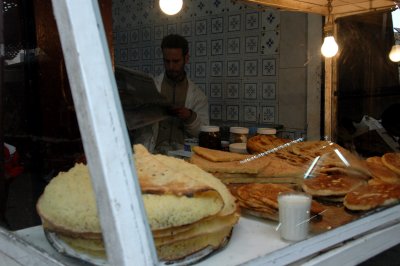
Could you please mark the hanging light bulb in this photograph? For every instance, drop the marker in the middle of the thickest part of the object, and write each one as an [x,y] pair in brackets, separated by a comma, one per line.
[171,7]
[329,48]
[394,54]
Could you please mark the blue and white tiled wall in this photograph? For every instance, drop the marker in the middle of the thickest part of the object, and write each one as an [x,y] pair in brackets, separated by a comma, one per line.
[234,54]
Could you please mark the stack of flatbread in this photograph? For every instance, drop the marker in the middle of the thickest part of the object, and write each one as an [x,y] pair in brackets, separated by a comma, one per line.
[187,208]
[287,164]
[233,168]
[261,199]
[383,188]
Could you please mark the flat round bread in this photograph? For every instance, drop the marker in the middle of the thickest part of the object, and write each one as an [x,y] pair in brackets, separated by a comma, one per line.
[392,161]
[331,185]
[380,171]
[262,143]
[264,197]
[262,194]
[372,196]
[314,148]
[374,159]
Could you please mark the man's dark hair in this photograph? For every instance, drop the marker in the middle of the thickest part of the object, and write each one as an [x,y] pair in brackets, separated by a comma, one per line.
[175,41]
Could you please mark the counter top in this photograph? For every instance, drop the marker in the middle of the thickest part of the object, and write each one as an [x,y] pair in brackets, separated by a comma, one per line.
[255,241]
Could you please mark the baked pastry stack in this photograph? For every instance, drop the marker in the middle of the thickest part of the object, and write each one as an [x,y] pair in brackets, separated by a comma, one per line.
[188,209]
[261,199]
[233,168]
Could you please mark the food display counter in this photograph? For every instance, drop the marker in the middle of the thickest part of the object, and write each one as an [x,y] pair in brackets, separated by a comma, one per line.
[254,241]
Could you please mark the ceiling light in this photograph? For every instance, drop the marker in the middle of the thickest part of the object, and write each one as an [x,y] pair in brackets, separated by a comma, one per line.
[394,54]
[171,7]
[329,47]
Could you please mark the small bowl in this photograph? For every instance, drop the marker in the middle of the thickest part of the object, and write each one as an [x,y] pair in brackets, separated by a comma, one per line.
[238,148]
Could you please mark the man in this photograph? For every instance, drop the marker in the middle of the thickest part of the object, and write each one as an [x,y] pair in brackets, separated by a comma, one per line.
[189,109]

Instructions to follow - Reprint exactly, and only, the lines running from the one containing "Could you please mark the man's" through the last line of the listing above.

Response to this exercise -
Could you please mark the man's dark hair in this photograph? For every instance, drop the marker in the middle of the thickest part of the object, and write each one as an [x,y] pair in brackets, separated by a comma, one per line.
[175,41]
Could you please mark the counter top in this photograph? For every instance, drop the marker in the middle of the thickest part of the object, and write each one as an [x,y] pair in brackets, separated by a comma, one per line.
[255,241]
Could you please mark the baked pastry stack in this photograph? For every instance, drop the marker in the middle of the thickest part of the object, and write each one as an [x,y] pair in brackets, separated by a comma, one per line.
[188,209]
[261,199]
[233,168]
Could you please mark the food display counter in this photograph? For every instance, drop the marker in the middle of the thickest part of the object, and write each one as an [x,y] pair in brackets, separated by a comma, one per line.
[254,241]
Could you please mark the ceiling light in this photograph? For every instance, drop the marker in the middle of the thickest part of the object, and write each one as an [x,y] pair in brackets, separated by a comma, one per line.
[394,54]
[171,7]
[329,47]
Could you please mark the small bowl in this photograph? For every instance, drop the marker in the middle of the thickest part of the object, and write each one as an [x,y] pair in brackets, separated by a comma, one per line.
[238,148]
Could you please mark the man in this photograph? For every instance, drop the marker in the middle of the thickest part of the object, and write each one as an [x,y] pair in brackets, separated by a comma, one per line.
[189,109]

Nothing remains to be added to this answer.